> **Esercizio assegnato**
Trascrivi fedelmente il passo del brano sulla società del non lavoro che parte da "Partiamo dalla possibilità" e prosegue fino a "non facilmente praticabile.".

> **Estratto del testo**
Partiamo dalla possibilità di realizzare una società del non lavoro all’interno del quadro economico e sociale capitalistico, segnato dalla continua innovazione tecnologica. Strada, sia detto subito, non facilmente praticabile.

Innanzitutto sarebbe assai ingenuo puntare sul ruolo salvifico del progresso tecnologico. Dal momento che i processi di innovazione non sono qualcosa di socialmente neutrale. Perché, di regola, vengono gestiti all’interno del quadro di rapporti gerarchici e di potere esistenti, di cui riproducono le stratificazioni. Pertanto l’uso sociale dell’innovazione tecnologica resta ancorato ai rapporti di classe, o di ceto, per usare in terminologia più soft. Senza poi considerare il fatto che il capitalismo per riprodursi ha necessità di tassi elevati di crescita ( e non di decrescita…).

> **Righe**
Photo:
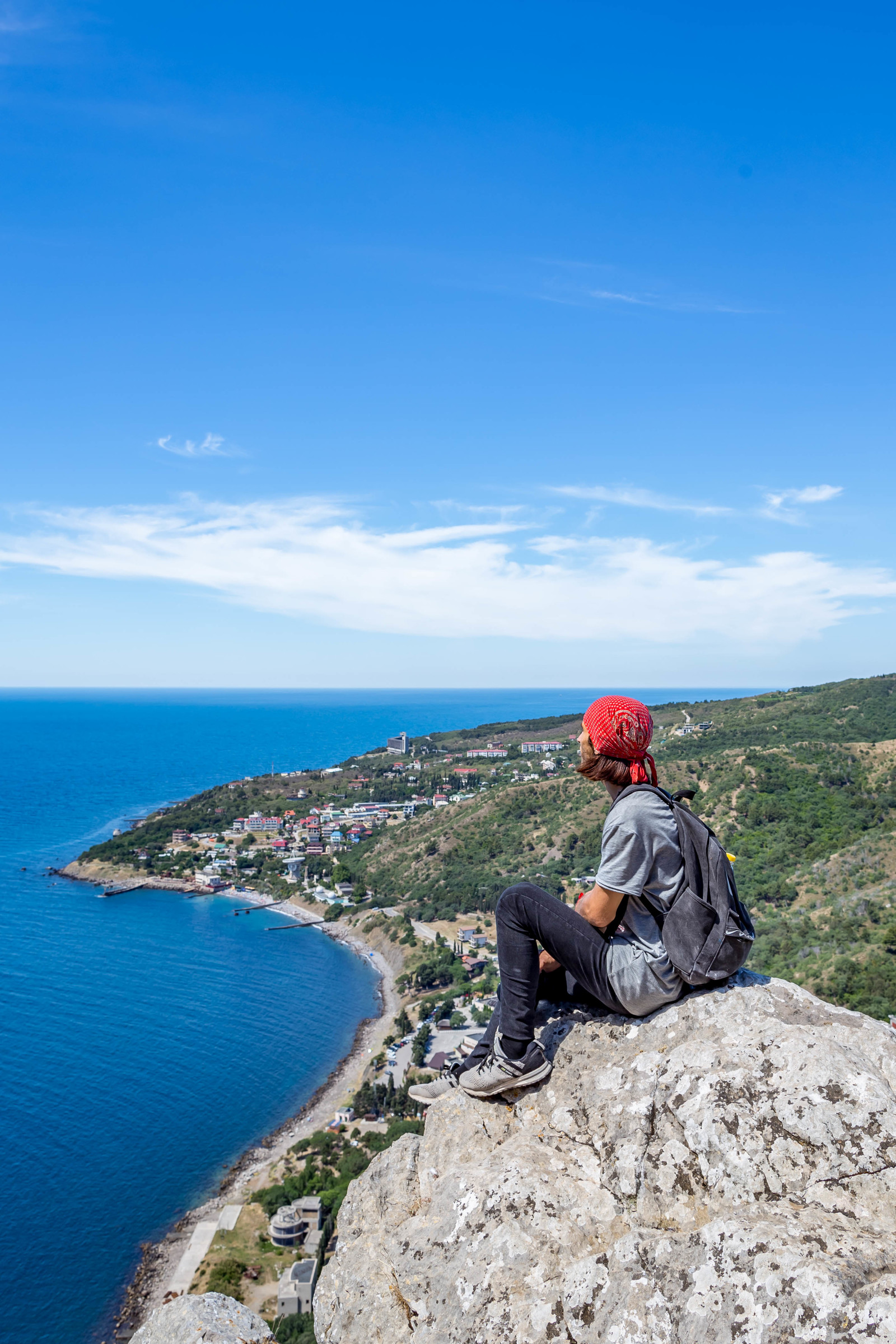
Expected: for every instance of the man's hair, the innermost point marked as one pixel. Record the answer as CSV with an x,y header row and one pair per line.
x,y
600,768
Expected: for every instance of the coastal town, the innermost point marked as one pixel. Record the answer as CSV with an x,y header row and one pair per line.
x,y
264,1240
401,854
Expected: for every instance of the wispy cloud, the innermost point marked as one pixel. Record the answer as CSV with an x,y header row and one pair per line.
x,y
780,503
12,21
633,496
213,445
621,299
312,558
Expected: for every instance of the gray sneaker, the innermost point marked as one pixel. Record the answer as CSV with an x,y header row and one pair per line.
x,y
438,1088
497,1074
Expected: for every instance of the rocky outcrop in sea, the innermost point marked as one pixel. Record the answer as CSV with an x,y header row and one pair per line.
x,y
725,1170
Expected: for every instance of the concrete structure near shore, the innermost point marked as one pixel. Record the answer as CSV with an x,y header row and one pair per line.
x,y
292,1224
296,1288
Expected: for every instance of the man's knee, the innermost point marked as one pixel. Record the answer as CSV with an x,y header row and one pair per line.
x,y
516,897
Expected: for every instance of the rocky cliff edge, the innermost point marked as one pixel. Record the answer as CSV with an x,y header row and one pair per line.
x,y
725,1170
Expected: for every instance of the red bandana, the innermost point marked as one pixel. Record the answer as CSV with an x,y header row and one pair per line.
x,y
622,729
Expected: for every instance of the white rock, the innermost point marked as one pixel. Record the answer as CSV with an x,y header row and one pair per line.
x,y
727,1173
211,1319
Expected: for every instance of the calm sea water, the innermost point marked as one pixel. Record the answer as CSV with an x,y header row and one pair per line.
x,y
148,1039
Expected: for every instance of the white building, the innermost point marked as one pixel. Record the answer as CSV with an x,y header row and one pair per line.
x,y
296,1288
292,1224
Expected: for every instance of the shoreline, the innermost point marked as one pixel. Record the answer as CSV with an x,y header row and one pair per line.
x,y
159,1260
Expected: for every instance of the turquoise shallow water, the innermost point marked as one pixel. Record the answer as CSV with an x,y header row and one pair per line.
x,y
148,1039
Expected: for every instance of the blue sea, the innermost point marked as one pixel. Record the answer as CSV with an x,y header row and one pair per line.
x,y
148,1039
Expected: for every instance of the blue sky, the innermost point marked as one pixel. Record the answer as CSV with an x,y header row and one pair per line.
x,y
506,344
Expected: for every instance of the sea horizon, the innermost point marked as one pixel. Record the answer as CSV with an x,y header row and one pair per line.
x,y
150,1039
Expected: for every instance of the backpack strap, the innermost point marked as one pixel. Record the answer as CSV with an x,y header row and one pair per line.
x,y
672,800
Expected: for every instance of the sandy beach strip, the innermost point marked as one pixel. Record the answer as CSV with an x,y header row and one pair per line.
x,y
250,1171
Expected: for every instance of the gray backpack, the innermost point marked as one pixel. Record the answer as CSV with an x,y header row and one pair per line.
x,y
707,932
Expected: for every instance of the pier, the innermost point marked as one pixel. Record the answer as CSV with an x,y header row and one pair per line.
x,y
116,890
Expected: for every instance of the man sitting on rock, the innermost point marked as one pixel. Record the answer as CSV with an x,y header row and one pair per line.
x,y
605,953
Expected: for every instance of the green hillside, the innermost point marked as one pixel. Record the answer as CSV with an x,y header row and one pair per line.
x,y
800,785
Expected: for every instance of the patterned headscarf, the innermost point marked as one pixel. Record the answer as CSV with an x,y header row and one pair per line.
x,y
622,729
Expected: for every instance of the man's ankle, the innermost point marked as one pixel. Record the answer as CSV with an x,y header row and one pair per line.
x,y
511,1047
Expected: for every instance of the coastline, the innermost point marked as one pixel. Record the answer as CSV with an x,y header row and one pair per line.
x,y
249,1173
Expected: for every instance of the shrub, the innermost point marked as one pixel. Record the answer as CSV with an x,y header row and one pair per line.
x,y
227,1277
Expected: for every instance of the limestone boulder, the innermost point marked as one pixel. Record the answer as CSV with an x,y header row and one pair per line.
x,y
723,1170
211,1319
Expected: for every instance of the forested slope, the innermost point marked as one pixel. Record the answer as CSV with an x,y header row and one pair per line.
x,y
800,785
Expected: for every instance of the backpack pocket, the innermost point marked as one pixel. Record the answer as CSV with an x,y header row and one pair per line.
x,y
685,931
732,952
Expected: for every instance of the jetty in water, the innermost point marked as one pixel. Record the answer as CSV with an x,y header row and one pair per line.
x,y
117,888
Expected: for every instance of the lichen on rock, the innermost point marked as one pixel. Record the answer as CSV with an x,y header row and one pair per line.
x,y
723,1170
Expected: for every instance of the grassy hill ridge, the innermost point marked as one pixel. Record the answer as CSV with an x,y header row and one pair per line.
x,y
800,785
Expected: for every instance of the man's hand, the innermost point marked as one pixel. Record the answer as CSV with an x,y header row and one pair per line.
x,y
600,906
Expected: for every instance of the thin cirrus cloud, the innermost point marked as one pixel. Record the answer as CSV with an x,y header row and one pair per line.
x,y
780,505
636,498
213,445
315,559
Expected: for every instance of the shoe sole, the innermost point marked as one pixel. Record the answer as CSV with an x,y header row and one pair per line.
x,y
538,1076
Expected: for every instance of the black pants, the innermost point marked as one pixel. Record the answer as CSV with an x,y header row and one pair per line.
x,y
524,917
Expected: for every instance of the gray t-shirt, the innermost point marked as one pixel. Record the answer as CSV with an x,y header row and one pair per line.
x,y
640,854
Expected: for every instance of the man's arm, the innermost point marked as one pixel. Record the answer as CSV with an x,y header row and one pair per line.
x,y
600,906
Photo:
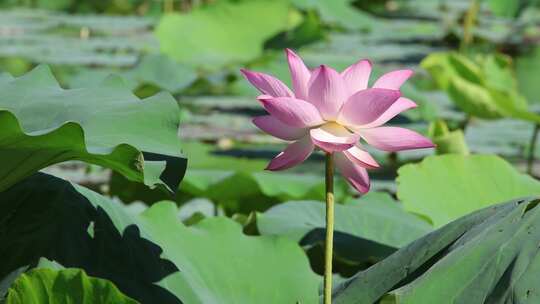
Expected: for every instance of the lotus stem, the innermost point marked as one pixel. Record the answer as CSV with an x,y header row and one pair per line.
x,y
532,149
329,243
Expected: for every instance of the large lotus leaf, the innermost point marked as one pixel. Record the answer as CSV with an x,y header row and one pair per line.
x,y
484,86
43,124
339,12
222,32
223,186
445,187
235,191
151,257
489,256
255,268
44,216
368,228
67,286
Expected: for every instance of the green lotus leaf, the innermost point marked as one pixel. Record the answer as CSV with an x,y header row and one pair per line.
x,y
445,187
66,286
489,256
223,32
43,124
151,257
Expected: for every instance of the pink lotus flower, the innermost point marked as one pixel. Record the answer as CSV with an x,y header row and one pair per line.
x,y
333,111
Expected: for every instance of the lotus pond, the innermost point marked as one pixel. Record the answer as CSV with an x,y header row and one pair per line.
x,y
135,134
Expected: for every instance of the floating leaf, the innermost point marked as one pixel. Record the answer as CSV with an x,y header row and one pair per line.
x,y
446,187
489,256
42,124
222,32
447,141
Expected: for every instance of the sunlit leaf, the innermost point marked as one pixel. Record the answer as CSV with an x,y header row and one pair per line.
x,y
446,187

> **Risposta al compito**
Partiamo dalla possibilità di realizzare una società del non lavoro all’interno del quadro economico e sociale capitalistico, segnato dalla continua innovazione tecnologica. Strada, sia detto subito, non facilmente praticabile.